_GIVEN PROBLEM_
Pick up the cooking blog below after its final sentence and continue writing it.

_DOCUMENT PASSAGE_
++++++
Friday, August 8, 2014
A while ago I made preserved lemons and put them in the refrigerator. It's probably a bad sign that I can't remember how long ago it actually was, but probably before Charlotte--who is 14 months old this week--was born. A couple of week ago I was cleaning out the refrigerator, and decided to throw the last couple of lemons out. I didn't check to see if they were bad (I'm guessing they were probably fine), but decided that they were old enough, taking up space, and easy enough to re-make. How angry was I when, literally two weeks later, I realized that we had a recipe calling for preserved lemons?!? I had kept them in my fridge for at least a year, and threw them away just before actually needing them. I was so angry at myself. By the time I realized, it was too late to make a new batch, so I tried to find some at my grocery store. The only thing that I could find was some olives on the olive bar that had small bits of preserved lemon mixed in. I bought some of the olives, picked out the bits of preserved lemon, and used the juice and lemon bits in the recipe. It wasn't the same--I really didn't have enough--but at least we got some of the lemon flavor. Other than that, we loved everything about this recipe. I love that it has to be prepped ahead of time. I'm so appreciative now of recipes that can be made whenever I'm free. It also wasn't too hard, and was absolutely delicious. I used swordfish instead of tuna (it was on sale), and think this could work well with a variety of fish.
Friday, August 1, 2014
This wasn't one of my better moments. I made the dough a few days ago. It was easy nice. Instead of placing each rolled out round between two pieces of was paper I--stupidly--decided to conserve on wax paper by only using three pieces for the two disks of dough: one on top, one in the middle, and one on the bottom. I think my cheapskate husband is starting to rub off on me! Then, because I knew the dough would be in the fridge for a while I stuffed the whole thing into a gallon ziploc bag. In a smarter move, I then decided to make a strawberry rhubarb jam as the filling. I love dark cherries, but Paul had some rhubarb that I wanted to use up and this seemed like a perfect excuse. The jam was quick, easy, and delicious. Then I waited a few days. Not surprisingly--I really should have seen this coming--even after letting it sit on the counter for a while to soften, it was impossible to separate the two disks of dough without completely tearing them into pieces. I was able to patch the bottom one back together in the tart pan, and then covered it with jam. In hindsight, I should have tried patching the top one before I placed it in the pan, but I just wasn't thinking. I put the pieces on top of the jam, and then tried patching them together. Hah! It was impossible. The jam just kept leaking everywhere. I finally gave up. Once I decided that wasn't going to work, the egg wash and pretty pattern seemed like a waste of time too. So here we have it. I won't even call this a gateau basque. It is a (very) rustic jam and cookie sandwich. I liked it for dessert last night, Paul thought it was only okay. Cold from the refrigerator it did, however, make a delicious breakfast this morning!
++++++
_GIVEN MATERIAL_

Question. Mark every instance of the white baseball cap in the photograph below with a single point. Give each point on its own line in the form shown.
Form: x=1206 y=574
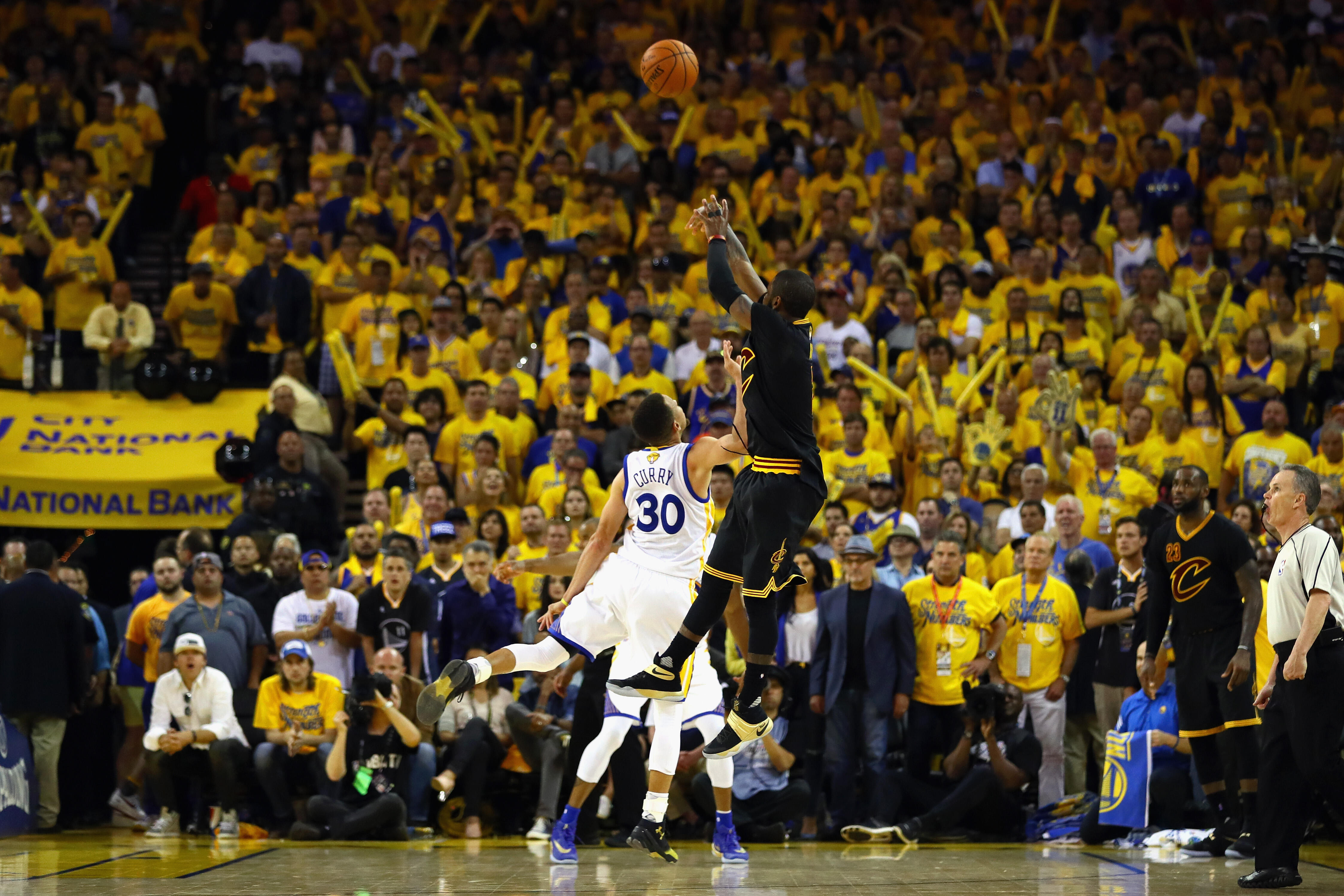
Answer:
x=189 y=643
++++++
_ANSWER TO THE EXERCISE_
Monday, July 28, 2014
For reasons I can't remember I hadn't made a single CCC recipe when we left for a week at the beach July 12th. I was planning on making some of the recipes while I was there, but vacation laziness got the better of me. It was so relaxing to let my mom and Laurie cook, eat out, and cook simple things without recipes. So, when I get back from vacation I had a little more than a week to make the CCC recipes. Luckily, I also had a double CSA share (because we missed a week while we were away) and Paul's garden is producing, so I had lots of vegetables to use up. We had a largely meat-free week (we had chicken one night and trout another), and managed to eat up all of our vegetables!
This was another great month for CCC recipes. We're both big fans of this cookbook. Summer was definitely the right time to start a vegetable cooking club. There are just so many delicious produce options to choose from. I wonder if I'll be quite as excited about this book in February, when I've grown quite bored of the seasonal vegetable options. My favorite discovery this month was fava (broad) beans. I once had a fava bean puree as a crostini topping at an Italian restaurant and loved the flavor, but I've never cooked them by myself. They're expensive and a bit time consuming, but in small amounts they are completely worth it.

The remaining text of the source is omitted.